◆ **Consegna 1**: Secondo il brano sul calcio a porte chiuse, chi è il presidente della Società italiana di Psicologia dello Sport?
◆ **Consegna 2**: Ricopia dal brano sul calcio a porte chiuse tutto quello che va da "Giocando al suono" fino a "meno tutto ciò.".

◆ **Brano da leggere**:
──────────

Giocando al suono del silenzio le cose cambiano, cambia tutto. Il calcio a porte chiuse è uno sport diverso, lo dimostrano i risultati pazzi delle partite di Champions, l’8-2 del Bayern sul Barcellona, i due turni superati dall’outsider Lione nei confronti di Juve e Manchester City. «Nulla di tutto ciò mi sorprende» spiega Antonio De Lucia, presidente della Società italiana di Psicologia dello Sport (SIPsiS), «le porte chiuse condizionano come e più del pubblico».
In che modo?
«La condizione psicologica è nuova e completamente diversa rispetto a quel che un calciatore è abituato a vivere. In genere nel calcio si gioca in casa o in trasferta, in condizioni sedimentate e tradizionali: in casa sai di avere il pubblico a favore, in trasferta contro. Hai dei riferimenti precisi, anche visivi».
A porte chiuse invece viene meno tutto ciò.
«I giocatori sono abitudinari, hanno la propria curva, conoscono i toni del proprio tifo, riconoscerebbero a occhi chiusi, dal vociare, dal crescere della tensione intorno, le dinamiche e i momenti di una partita. Nel silenzio invece si trovano a dover riconsiderare lo spazio intorno. La freddezza dell’ambiente li costringe a un surplus di concentrazione su quello che noi chiamiamo “orientamento verso l’interno”, verso se stessi, su temi come autostima, consapevolezza di sé, sicurezza nei propri mezzi».
Perdono, cioè, le squadre meno, collettivamente, consapevoli di loro stesse?
«Perdono, più spesso che nel calcio pre-Covid, le squadre che più di altre soffrono la mancanza di normalità intorno, della solita routine. In ogni caso, la mancanza di pubblico, quindi di stimoli esterni, tende a livellare la condizione mentale delle squadre, ad avvicinarne i valori complessivi. Nel caso di Bayern-Barcellona, le differenze tra valori si sono invece allargate a dismisura perché ai catalani è venuta a mancare quella sorta di ancora di salvezza che è il tifo, nei momenti difficili. Anche quello contro può esserlo, per certi versi. Il silenzio è invece una condizione tombale, per chi è in difficoltà».

──────────

◆ **Dati forniti**:
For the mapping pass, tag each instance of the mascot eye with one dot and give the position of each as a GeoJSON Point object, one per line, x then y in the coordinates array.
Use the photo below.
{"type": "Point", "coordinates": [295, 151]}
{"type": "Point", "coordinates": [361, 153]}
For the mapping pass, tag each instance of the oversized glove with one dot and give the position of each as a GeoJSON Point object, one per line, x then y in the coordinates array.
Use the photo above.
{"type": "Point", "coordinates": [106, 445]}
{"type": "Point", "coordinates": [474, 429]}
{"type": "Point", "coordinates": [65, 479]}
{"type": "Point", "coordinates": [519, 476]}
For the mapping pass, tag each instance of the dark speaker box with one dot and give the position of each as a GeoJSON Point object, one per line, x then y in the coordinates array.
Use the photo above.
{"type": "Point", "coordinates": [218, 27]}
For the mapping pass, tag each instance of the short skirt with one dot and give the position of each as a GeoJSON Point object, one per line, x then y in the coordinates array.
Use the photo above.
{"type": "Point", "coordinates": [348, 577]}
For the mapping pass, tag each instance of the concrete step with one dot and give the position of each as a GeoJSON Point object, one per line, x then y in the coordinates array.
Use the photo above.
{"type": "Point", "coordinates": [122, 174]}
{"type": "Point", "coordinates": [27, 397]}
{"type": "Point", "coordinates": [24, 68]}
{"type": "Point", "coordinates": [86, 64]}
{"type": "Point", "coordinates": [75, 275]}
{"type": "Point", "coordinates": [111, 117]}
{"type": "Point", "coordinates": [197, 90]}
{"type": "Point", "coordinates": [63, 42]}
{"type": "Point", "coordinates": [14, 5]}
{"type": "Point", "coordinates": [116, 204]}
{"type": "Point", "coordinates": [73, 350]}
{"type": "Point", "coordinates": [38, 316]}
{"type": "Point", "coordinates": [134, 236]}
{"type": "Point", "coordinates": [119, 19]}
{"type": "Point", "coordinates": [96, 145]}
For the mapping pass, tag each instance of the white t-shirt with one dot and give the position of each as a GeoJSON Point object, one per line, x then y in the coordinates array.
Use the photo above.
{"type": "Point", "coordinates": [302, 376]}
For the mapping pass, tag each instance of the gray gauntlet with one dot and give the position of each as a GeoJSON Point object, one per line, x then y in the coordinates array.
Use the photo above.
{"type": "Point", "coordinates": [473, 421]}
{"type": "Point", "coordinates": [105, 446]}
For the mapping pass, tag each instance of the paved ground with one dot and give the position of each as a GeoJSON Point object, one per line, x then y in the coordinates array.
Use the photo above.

──────────

◆ **La tua soluzione 1**: Antonio De Lucia.

◆ **La tua soluzione 2**:
Giocando al suono del silenzio le cose cambiano, cambia tutto. Il calcio a porte chiuse è uno sport diverso, lo dimostrano i risultati pazzi delle partite di Champions, l’8-2 del Bayern sul Barcellona, i due turni superati dall’outsider Lione nei confronti di Juve e Manchester City. «Nulla di tutto ciò mi sorprende» spiega Antonio De Lucia, presidente della Società italiana di Psicologia dello Sport (SIPsiS), «le porte chiuse condizionano come e più del pubblico».
In che modo?
«La condizione psicologica è nuova e completamente diversa rispetto a quel che un calciatore è abituato a vivere. In genere nel calcio si gioca in casa o in trasferta, in condizioni sedimentate e tradizionali: in casa sai di avere il pubblico a favore, in trasferta contro. Hai dei riferimenti precisi, anche visivi».
A porte chiuse invece viene meno tutto ciò.